**Required tasks**
a – Quote the silver short-squeeze article verbatim, from "That system is" up to and including "close to over.".
b – Write the next portion of the silver short-squeeze article, beginning immediately after its final sentence.

**Exercise passage**
---
Short-Squeeze: How We Got Here, Where We’re Going

 

Authored by GoldFix 
The global silver market is tightening into a slow-motion short squeeze as physical supply vanishes, demand accelerates, and financial engineering replaces real metal delivery.

Summary:

Silver is entering the early phase of a structural short squeeze driven by physical scarcity rather than speculative excess. For decades, bullion banks arbitraged between long physical holdings in London and short futures on COMEX, profiting from carry trades supported by ample inventory.

That system is now breaking down as London’s free float approaches depletion. Accelerating U.S. industrial demand, tariff pull-forward buying, growing ETF inflows, potential sovereign accumulation, and sustained physical withdrawals by China and India are draining available supply. With silver unable to be leased like gold and upstream production increasingly pre-sold to China, banks are rolling futures positions to defer delivery, expanding balance-sheet risk. Current stress reflects financial postponement, not yet full physical capitulation.

I. Core Observation

What we are witnessing in silver is still not close to over.

The available evidence indicates that large short holders who are called on to deliver metal are doing so when they can. When they cannot, they are deferring delivery by rolling their positions forward. This process extends obligations into future months in the hope that new supply will materialize and ultimately resolve the shortfall.

If this interpretation is correct, then the banking system is attempting to financialize a physical supply problem. The outcome falls along two possible paths:

  1. Failure to financialize the shortage, resulting in a direct and immediate physical short squeeze.
  2. Temporary success in financializing the shortage, by continually rolling delivery forward. This process risks creating a funding or financial squeeze that eventually culminates in a physical squeeze anyway.
---
**Data provided**
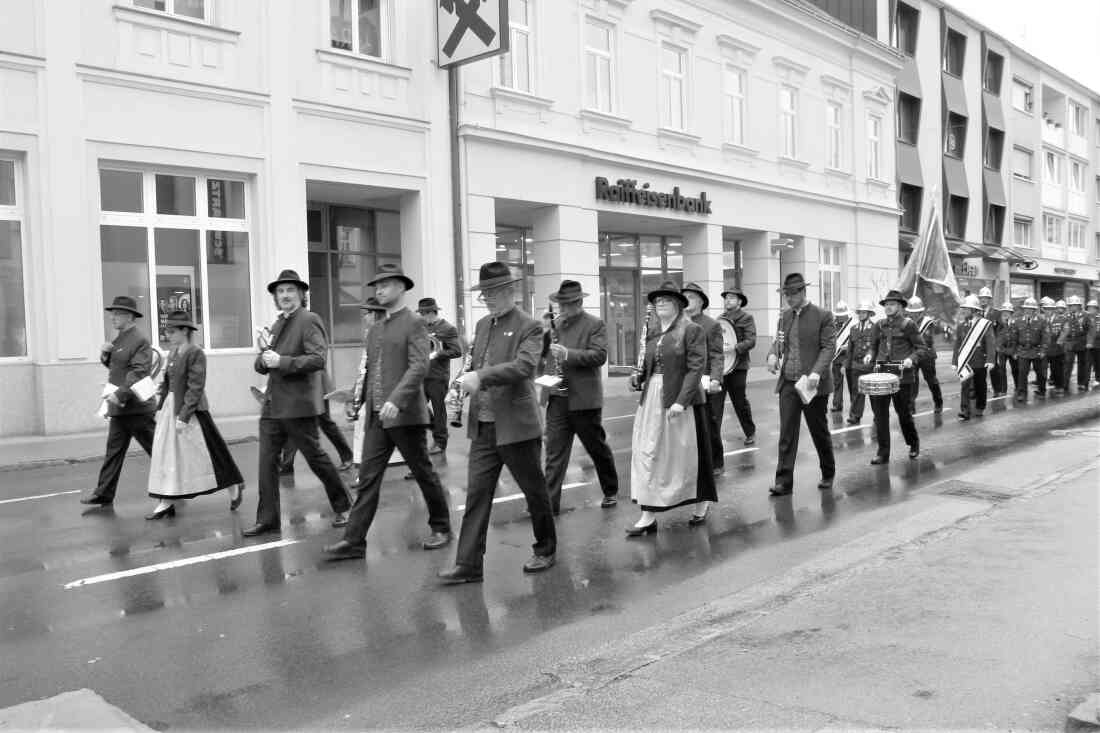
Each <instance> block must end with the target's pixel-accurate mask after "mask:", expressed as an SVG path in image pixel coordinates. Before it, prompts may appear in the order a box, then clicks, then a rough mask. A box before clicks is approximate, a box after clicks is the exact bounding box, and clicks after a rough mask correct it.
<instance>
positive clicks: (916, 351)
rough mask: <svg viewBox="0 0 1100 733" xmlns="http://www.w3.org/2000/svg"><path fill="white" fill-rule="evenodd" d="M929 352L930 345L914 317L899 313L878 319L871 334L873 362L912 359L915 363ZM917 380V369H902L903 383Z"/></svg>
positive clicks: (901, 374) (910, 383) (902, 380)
---
**Task answers**
a –
That system is now breaking down as London’s free float approaches depletion. Accelerating U.S. industrial demand, tariff pull-forward buying, growing ETF inflows, potential sovereign accumulation, and sustained physical withdrawals by China and India are draining available supply. With silver unable to be leased like gold and upstream production increasingly pre-sold to China, banks are rolling futures positions to defer delivery, expanding balance-sheet risk. Current stress reflects financial postponement, not yet full physical capitulation.

I. Core Observation

What we are witnessing in silver is still not close to over.

b –
In both paths, physical scarcity eventually asserts itself. The difference lies in timing and mechanism.

II. The Core Banking Trade

For roughly three decades, bullion banks monetized silver by maintaining:

  • Long physical metal positions in London, and
  • Short futures positions on the COMEX.

This structure allowed banks to collect the carry: the contango spread incorporating storage costs, interest rates, and financing premiums. The trade functioned reliably for years because London served as the flexible pool of readily accessible silver that could be moved to satisfy U.S. delivery needs.

This trade is no longer profitable, largely because buyers now want immediate physical metal rather than paper exposure. The proof of this shift is visible in:

  • Rising physical delivery volumes at COMEX.
  • Declining available silver inventories in London.

London historically functioned as the stockpile capable of flexibly funding delivery requirements as needed. That stockpile has now been depleted to the point that the free float is effectively near zero. Almost every ounce held in London is contractually committed elsewhere.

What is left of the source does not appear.